◆ WHAT YOU ARE ASKED TO DO
The answer must restate every record word for word.

◆ DATA TO PROCESS
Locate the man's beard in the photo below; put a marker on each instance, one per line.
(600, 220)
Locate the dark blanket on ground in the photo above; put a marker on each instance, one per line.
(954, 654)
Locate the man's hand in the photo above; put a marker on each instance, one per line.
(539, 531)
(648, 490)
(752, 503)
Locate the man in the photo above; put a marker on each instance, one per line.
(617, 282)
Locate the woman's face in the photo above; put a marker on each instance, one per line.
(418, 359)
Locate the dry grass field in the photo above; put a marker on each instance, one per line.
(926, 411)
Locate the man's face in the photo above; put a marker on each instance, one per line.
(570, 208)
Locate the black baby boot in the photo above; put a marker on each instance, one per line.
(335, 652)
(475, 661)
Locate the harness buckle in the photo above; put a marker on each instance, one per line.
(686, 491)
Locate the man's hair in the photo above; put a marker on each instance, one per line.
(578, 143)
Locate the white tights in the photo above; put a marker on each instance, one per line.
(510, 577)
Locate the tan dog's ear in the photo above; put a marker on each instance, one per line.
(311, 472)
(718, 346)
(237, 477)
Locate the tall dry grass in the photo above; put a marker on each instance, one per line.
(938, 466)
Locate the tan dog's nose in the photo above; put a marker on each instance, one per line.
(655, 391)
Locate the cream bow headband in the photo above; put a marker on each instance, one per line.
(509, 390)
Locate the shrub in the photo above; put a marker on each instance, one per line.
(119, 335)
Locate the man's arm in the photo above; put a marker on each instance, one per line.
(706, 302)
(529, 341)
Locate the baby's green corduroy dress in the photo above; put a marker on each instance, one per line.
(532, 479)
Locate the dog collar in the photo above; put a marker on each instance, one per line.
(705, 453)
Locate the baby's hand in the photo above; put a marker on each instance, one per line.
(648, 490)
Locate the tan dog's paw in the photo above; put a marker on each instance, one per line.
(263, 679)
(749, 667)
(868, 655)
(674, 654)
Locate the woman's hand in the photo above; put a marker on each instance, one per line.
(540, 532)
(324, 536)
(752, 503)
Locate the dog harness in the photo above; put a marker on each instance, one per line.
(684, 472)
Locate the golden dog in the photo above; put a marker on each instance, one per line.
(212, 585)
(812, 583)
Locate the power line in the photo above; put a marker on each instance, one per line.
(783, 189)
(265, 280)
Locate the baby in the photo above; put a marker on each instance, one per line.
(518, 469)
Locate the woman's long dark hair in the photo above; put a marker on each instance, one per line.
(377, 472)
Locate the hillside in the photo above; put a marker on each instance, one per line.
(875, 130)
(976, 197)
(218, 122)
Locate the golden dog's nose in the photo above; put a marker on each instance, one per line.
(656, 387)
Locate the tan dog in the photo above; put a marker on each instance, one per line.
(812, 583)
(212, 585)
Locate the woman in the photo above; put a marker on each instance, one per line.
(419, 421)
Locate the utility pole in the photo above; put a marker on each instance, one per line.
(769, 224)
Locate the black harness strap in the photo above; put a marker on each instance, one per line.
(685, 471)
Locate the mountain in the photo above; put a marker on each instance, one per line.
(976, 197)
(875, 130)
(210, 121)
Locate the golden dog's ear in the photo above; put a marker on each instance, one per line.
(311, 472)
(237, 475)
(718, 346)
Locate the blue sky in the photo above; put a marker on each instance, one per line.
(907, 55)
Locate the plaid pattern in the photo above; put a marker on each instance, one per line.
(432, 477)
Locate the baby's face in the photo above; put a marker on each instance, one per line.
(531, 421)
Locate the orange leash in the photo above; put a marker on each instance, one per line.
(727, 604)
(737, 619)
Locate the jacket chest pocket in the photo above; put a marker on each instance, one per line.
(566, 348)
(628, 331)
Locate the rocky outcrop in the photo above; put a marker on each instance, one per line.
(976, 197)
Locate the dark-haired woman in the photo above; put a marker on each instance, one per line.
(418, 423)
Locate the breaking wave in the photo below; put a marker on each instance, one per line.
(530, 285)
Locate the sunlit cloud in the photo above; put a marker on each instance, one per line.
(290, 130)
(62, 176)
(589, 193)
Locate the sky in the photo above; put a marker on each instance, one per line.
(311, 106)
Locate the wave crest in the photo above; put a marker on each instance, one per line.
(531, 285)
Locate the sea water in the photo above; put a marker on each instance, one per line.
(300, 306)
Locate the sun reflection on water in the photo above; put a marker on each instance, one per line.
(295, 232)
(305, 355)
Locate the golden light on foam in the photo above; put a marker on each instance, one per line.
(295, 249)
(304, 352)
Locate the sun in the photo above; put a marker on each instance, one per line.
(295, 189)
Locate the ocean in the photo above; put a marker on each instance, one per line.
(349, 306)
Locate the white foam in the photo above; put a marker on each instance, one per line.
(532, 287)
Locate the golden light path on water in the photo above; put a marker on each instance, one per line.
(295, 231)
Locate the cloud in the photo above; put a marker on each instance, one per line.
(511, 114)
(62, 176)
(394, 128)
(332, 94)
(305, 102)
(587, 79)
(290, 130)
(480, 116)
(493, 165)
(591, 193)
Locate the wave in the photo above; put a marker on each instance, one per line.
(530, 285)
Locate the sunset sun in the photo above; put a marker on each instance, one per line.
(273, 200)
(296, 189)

◆ RESULT FOR THIS EXERCISE
Locate the man's beard in the photo below; put a marker on each instance, one per line.
(600, 220)
Locate the dark blanket on ground in the photo above; put a marker on each instance, one per line.
(954, 654)
Locate the man's hand in the photo above; put a marker on each instance, one per line.
(539, 531)
(648, 490)
(752, 503)
Locate the man in the photo above; put a marker on each instance, one per line.
(617, 282)
Locate the woman's face in the photo above; put a marker on each instance, one per line.
(418, 359)
Locate the dry grass field in the photo above; put a marker on each instance, one per line.
(926, 411)
Locate the man's face in the photo above; put a marker on each instance, one per line.
(570, 208)
Locate the black baby boot in the photo above; put a marker on each instance, one per line.
(335, 652)
(475, 661)
Locate the harness buckle in the photo above; put a marker on each instance, one per line.
(686, 491)
Locate the man's hair in the photo above; put a marker on each instance, one per line.
(578, 143)
Locate the white tights in the photo above; put a marker on each instance, one per line.
(510, 577)
Locate the tan dog's ear in the photo above; put a marker on each instance, one per line.
(311, 472)
(718, 346)
(237, 477)
Locate the tall dry grass in the photo above; put a marker on each instance, one per line.
(938, 466)
Locate the tan dog's nose in the photo above; put a marker on each instance, one per line.
(655, 391)
Locate the cream bow headband in the photo above; put a marker on each instance, one per line.
(509, 390)
Locate the shrub in the photo above; put a marker on each instance, one per line.
(119, 335)
Locate the man's arm in the photo above; put a marker on each instance, one per line.
(706, 302)
(529, 341)
Locate the baby's green corduroy dress in the photo above; put a marker on each instance, one per line.
(532, 479)
Locate the dog collar in the photo above; put a marker on each instance, one per line.
(705, 453)
Locate the baby's hand in the photo above; put a marker on each instance, one per line.
(648, 490)
Locate the tan dog's paw in the photo above; put a marker on each instance, one per line.
(263, 679)
(749, 667)
(868, 655)
(674, 654)
Locate the woman's hand in the photo above; put a marker on each instance, one per line.
(540, 532)
(324, 536)
(752, 503)
Locate the dog harness in the photo above; put a marker on each instance, one per line.
(684, 472)
Locate the golden dog in the photo above; put a marker on each instance, one per line.
(212, 585)
(812, 583)
Locate the power line in the photo above; put a marker on each instance, one per line.
(783, 189)
(265, 280)
Locate the baby in the photo above; put a marker on each instance, one per line.
(518, 469)
Locate the woman's long dark hair in the photo above; put a marker on each instance, one per line.
(377, 472)
Locate the hillside in the photo above; put a marker on each instance, one per line.
(875, 130)
(976, 197)
(218, 122)
Locate the golden dog's nose in the photo above; put a marker on each instance, one per line.
(656, 387)
Locate the tan dog in the photo above; put a marker on each instance, one per line.
(812, 583)
(212, 585)
Locate the woman in the photo above; put a marker on each instance, one per line.
(419, 421)
Locate the utility pole in the photo above; put a marker on each instance, one per line.
(769, 224)
Locate the black harness strap in the photo above; put a marker on each instance, one per line.
(685, 471)
Locate the mountain in the photo above; put a marker on each instance, one per line.
(976, 197)
(875, 130)
(210, 121)
Locate the golden dog's ear in the photo above; put a marker on each instance, one per line.
(311, 472)
(237, 475)
(718, 346)
Locate the blue sky in the photo above; put a marker on each instance, one per line.
(907, 55)
Locate the plaid pattern in the photo above; put a marker on each instance, one per line.
(432, 477)
Locate the baby's face in the photo above; put a marker on each instance, one per line.
(531, 421)
Locate the orange leash in the photo above; put a marker on each instance, one per line.
(727, 604)
(737, 619)
Locate the jacket chest pocket in the photo above; put a marker on each instance, one per line.
(566, 348)
(628, 331)
Locate the rocky outcrop in the photo above; put a marker on each instance, one per line.
(976, 197)
Locate the dark-haired woman in the photo above; put a marker on each instance, one per line.
(418, 423)
Locate the breaking wave in the photo below; put a marker on each instance, one per line.
(530, 285)
Locate the sunlit cloud in the photo above; put a marker on each instance, one per line.
(290, 130)
(62, 176)
(589, 193)
Locate the sky in the photo above; put a marker on each instance, one per line.
(311, 106)
Locate the wave crest in the photo above; put a marker on each instance, one per line.
(531, 285)
Locate the sea water in the photo above; put a marker on each instance, one per line.
(300, 306)
Locate the sun reflection on water in the photo above; put a marker on each instance, one per line.
(295, 232)
(305, 355)
Locate the golden light on foam in the photo above; put a marker on each instance, one per line.
(295, 249)
(304, 352)
Locate the sun in the photo above; put a marker on each instance, one per line.
(295, 189)
Locate the ocean in the photo above; put a marker on each instance, one per line.
(349, 306)
Locate the white foam in the photo above; put a marker on each instance, one per line.
(532, 287)
Locate the golden light path on water in the photo above; put a marker on each instance, one per line.
(295, 231)
Locate the cloud in the photo above; put a marker on each instance, one per line.
(511, 114)
(62, 176)
(394, 128)
(332, 94)
(305, 102)
(587, 79)
(290, 130)
(480, 116)
(493, 165)
(591, 193)
Locate the wave in the photo above; put a marker on each instance, one per line.
(530, 285)
Locate the sunset sun in the photo above; put a marker on each instance, one per line.
(273, 200)
(296, 189)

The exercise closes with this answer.